• Written instruction
The data below should be printed in full, exactly, and without any of its images.

• Data rows
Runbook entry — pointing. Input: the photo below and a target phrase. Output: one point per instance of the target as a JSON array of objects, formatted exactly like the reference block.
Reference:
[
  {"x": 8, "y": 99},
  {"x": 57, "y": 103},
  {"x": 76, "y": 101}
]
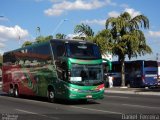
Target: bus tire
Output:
[
  {"x": 51, "y": 96},
  {"x": 16, "y": 92}
]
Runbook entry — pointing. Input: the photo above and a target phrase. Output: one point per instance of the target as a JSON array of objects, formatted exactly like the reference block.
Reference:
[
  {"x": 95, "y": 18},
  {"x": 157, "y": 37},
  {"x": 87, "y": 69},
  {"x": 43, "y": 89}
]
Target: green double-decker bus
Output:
[{"x": 66, "y": 69}]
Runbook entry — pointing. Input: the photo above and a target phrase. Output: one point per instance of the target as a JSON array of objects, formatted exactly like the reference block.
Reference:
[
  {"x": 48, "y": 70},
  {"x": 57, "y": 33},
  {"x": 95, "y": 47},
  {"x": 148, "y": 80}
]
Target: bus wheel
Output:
[
  {"x": 51, "y": 96},
  {"x": 16, "y": 92}
]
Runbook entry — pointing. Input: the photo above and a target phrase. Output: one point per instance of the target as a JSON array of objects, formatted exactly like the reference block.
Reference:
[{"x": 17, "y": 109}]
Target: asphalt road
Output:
[{"x": 113, "y": 106}]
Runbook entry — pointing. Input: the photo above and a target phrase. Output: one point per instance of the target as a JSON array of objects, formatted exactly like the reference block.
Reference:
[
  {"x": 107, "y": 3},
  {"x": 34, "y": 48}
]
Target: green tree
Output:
[
  {"x": 27, "y": 43},
  {"x": 84, "y": 30},
  {"x": 128, "y": 39},
  {"x": 103, "y": 40},
  {"x": 60, "y": 36}
]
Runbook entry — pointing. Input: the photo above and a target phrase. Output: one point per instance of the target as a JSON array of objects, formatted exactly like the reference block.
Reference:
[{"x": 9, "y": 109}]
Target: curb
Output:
[{"x": 133, "y": 92}]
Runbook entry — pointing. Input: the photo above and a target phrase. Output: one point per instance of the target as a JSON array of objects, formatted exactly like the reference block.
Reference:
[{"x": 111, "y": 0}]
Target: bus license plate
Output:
[{"x": 89, "y": 96}]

• Answer to the problem
Runbook entry — pointing. Input: the photo below and a target phrase. Output: one point per instance of the target as a JSON array of objects, formatted exactly like the reference block.
Reference:
[
  {"x": 8, "y": 99},
  {"x": 57, "y": 103},
  {"x": 76, "y": 101}
]
Target: bus tire
Output:
[
  {"x": 51, "y": 96},
  {"x": 16, "y": 92}
]
Runbook entry — pointing. Input: the photo above and a target phrase. Output: one point per instance of the target as a JSON array of objects, formatted exactly like the reference block.
Reference:
[
  {"x": 95, "y": 18},
  {"x": 157, "y": 37},
  {"x": 87, "y": 69},
  {"x": 43, "y": 89}
]
Target: green double-decker bus
Output:
[{"x": 66, "y": 69}]
Runbook entry — pointing. Input: the photo above and a target phrase. Output: one point per instance of the target as a JSON array of objects, formatted exactly like the reference block.
Reference:
[
  {"x": 48, "y": 70},
  {"x": 57, "y": 33},
  {"x": 95, "y": 47},
  {"x": 148, "y": 80}
]
Target: bus wheel
Output:
[
  {"x": 51, "y": 96},
  {"x": 16, "y": 92}
]
Runbook entry — pointing. Input: the photo above and a target phrase. Output: one point per instance of the target as a JSON array of objects, formatted exactly like the reference block.
Reference:
[{"x": 17, "y": 109}]
Target: asphalt road
Output:
[{"x": 113, "y": 106}]
Runbook entry — pointing. Input: the photo above and a target phrase. Output: one point per instance of the target as a JSON array of objects, formatted exactly like the reference block.
Reference:
[
  {"x": 107, "y": 3},
  {"x": 34, "y": 48}
]
Target: green tree
Output:
[
  {"x": 27, "y": 43},
  {"x": 84, "y": 30},
  {"x": 128, "y": 39},
  {"x": 103, "y": 40},
  {"x": 60, "y": 36}
]
Runbook entry — pointing. Input: the photo above and a target phrase. Output: one point per instance of the target as a JSON array of objects, formatted exactly like the reference block.
Reference:
[{"x": 9, "y": 109}]
Target: curb
Output:
[{"x": 133, "y": 92}]
Runbook entry — pointing. Input: the photo above and a target phrase. Output: one point per instance of the target as a JSON array of objects, formatted exactly like the reference block.
Reference:
[{"x": 111, "y": 0}]
Target: bus license plate
Output:
[{"x": 89, "y": 96}]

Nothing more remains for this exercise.